▶ SELECTED EXCERPT:
>>>
Who Am I? What Does It Mean To Be Human?

Shirley Nicholson – USA

Nasrudin, the wise fool of Sufi tales, went to the bank one day to cash a check, and the teller asked him to identify himself. He whipped a mirror out of his pocket, looked at himself, and said, “Yep, that’s me all right.”

We might whip out a driver’s license instead of a mirror, but our sense of who we are may go no deeper than Nasrudin’s. We seldom ask ourselves, who am I? What does it mean to be human?


Throughout our history we Westerners have attempted to know ourselves, as the Delphic oracle advised. In the Middle Ages, we developed a theory of “humors” supposed to determine our physical and psychological types. More recently some of us have explored the subconscious that Freud uncovered, full of our worst qualities, or the wider unconscious with heroic and wise potentials that Jung discovered, or even the transpersonal consciousness beyond our separate personal concerns that has been more recently probed in the West.

The Ancient or Timeless Wisdom called Theosophy has long presented a more precise and detailed understanding of the full range of human nature than modern psychology has yet imagined. Yoga philosophy, Tibetan Buddhism, and the teachings of ancient Egypt are just a few traditional sources for the expanded view of human nature found in modern Theosophy.

You may easily recognize aspects of yourself in the Theosophical description of human nature, and you may find other aspects that you only dimly sense in yourself. For example, many people have intimations that they are more than the everyday self – intimations of immortality, the poet William Wordsworth called it. Within each of us is a core, an eternal spark, the “atman” or Self, the Christ within, or Buddha Nature which is one with the divine Ground of being that we call God. We express this inner core in the world through powers that our life experiences gradually activate.

The powers, or capacities and abilities by which we express our inmost Self, are called principles in Theosophical literature. We can think of them in two groups, one oriented largely to the outer world and more ephemeral, called the personality; and the other deeper, more inward, and more enduring, called the individuality. Expressions such as “I wasn’t myself” or “I was beside myself” show an intuitive sense that we have both an outer or “lower” and an inner or “higher” self. The Ancient Wisdom makes this insight explicit


In the first set of principles, or personality, you can easily recognize yourself, for it is what we usually identify as “myself,” consisting of the most familiar aspects of our nature. Though it is some­times called the “lower” self, it is not inferior to any other part, just as low C is not inferior to high C on the piano. They are both necessary parts of a whole. The personality consists of the physical body (both the dense part we are all familiar with and a subtler part called the “vital double” associated with the energy that flows through it), the emotions, and part of the mind.

Body, double, and vitality. When you feel tired or “low energy,” your flow of vital energy is low. When you feel energized and alive, the flow is strong. The body has around and all through it an en­ergy field called the vital or “etheric” double or body. This field is energized by the life force that the Hindus call “prana,” the Chinese “chi,” and Western psychologists “libido.” This force is a universal energy in all living things, whose proper flow is essential for life and health.
<<<
▶ GIVEN INSTRUCTION: According to the passage on being human, what do the Hindus call the life force that energizes the etheric double?

▶ RECORD LIST:
>>>
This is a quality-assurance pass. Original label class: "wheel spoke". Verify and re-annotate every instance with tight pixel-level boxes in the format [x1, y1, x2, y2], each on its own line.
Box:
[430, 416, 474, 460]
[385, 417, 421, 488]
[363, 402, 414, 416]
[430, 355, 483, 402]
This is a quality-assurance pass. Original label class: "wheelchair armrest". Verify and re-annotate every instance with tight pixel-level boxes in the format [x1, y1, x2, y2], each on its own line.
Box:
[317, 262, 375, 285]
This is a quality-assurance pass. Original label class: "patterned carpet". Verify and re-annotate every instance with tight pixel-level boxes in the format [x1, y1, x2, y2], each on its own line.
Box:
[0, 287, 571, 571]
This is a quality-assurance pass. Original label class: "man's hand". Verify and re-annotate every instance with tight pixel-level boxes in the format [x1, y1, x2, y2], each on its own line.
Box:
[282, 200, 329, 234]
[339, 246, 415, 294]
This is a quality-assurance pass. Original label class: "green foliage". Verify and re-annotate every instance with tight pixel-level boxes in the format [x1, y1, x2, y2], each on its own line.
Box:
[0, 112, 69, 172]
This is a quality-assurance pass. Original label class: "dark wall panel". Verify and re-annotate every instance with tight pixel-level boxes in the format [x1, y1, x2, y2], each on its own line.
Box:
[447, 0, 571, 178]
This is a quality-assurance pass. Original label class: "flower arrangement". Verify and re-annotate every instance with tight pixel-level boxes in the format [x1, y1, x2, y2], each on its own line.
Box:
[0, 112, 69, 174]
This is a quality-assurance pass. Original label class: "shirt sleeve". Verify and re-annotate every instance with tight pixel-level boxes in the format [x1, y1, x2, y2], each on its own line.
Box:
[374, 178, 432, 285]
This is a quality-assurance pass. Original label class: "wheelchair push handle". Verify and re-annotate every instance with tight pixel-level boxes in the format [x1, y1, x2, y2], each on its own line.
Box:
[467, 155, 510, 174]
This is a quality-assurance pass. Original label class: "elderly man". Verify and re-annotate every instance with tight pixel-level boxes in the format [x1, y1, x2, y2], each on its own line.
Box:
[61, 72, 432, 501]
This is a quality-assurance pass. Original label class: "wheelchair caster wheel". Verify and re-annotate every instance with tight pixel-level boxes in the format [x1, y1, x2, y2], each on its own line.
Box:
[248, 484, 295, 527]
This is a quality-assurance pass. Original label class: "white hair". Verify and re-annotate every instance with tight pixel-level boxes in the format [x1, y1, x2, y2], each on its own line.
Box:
<<<
▶ RIGHT ANSWER: Prana